[Referring expression pointing data]
┏━━
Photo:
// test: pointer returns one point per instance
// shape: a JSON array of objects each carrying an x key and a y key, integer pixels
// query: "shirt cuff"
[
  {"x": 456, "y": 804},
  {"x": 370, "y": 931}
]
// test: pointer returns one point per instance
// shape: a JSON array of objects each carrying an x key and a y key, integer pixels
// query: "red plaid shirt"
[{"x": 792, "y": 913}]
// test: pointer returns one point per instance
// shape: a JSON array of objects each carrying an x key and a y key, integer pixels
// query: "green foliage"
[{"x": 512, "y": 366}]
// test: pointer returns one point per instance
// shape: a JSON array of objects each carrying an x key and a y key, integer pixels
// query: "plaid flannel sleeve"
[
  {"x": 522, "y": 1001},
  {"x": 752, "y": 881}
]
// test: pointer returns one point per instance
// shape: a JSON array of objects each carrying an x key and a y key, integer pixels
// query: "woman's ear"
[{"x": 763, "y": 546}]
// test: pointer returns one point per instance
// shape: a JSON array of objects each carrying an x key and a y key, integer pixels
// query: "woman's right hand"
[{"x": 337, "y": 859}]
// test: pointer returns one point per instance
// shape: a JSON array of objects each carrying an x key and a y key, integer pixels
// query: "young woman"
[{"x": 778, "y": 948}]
┗━━
EXERCISE DETAILS: Reproduce the whole of the records exactly, so that no line differs from the source above.

ANSWER SECTION:
Photo:
// test: pointer returns one point per instance
// shape: a JSON array of objects each carrying an x key and a y key, integer pixels
// query: "shirt cuff"
[
  {"x": 456, "y": 804},
  {"x": 370, "y": 931}
]
// test: pointer returns one point per instance
// shape: a JSON array of objects each carrying an x key and a y key, integer pixels
// query: "red plaid shirt"
[{"x": 792, "y": 913}]
// test: pointer returns one point per instance
// shape: a JSON array of objects each carrying an x key and a y key, integer pixels
// query: "green foliage"
[{"x": 512, "y": 366}]
// test: pointer returns one point per instance
// shape: a JSON array of objects each carrying an x key and a y key, integer pixels
// query: "plaid flannel sleeve"
[
  {"x": 522, "y": 1001},
  {"x": 752, "y": 881}
]
// test: pointer returns one point per instance
// shape: a JSON array of objects each carrying an x key and a y key, integer pixels
// query: "woman's ear"
[{"x": 763, "y": 546}]
// test: pointer returns one point per instance
// shape: a JSON array of objects each carrying an x key and a y key, integer pixels
// query: "woman's right hand"
[{"x": 337, "y": 859}]
// test: pointer returns one point per instance
// shape: a JSON array of objects each carrying an x key and a y key, integer pixels
// query: "young woman"
[{"x": 778, "y": 948}]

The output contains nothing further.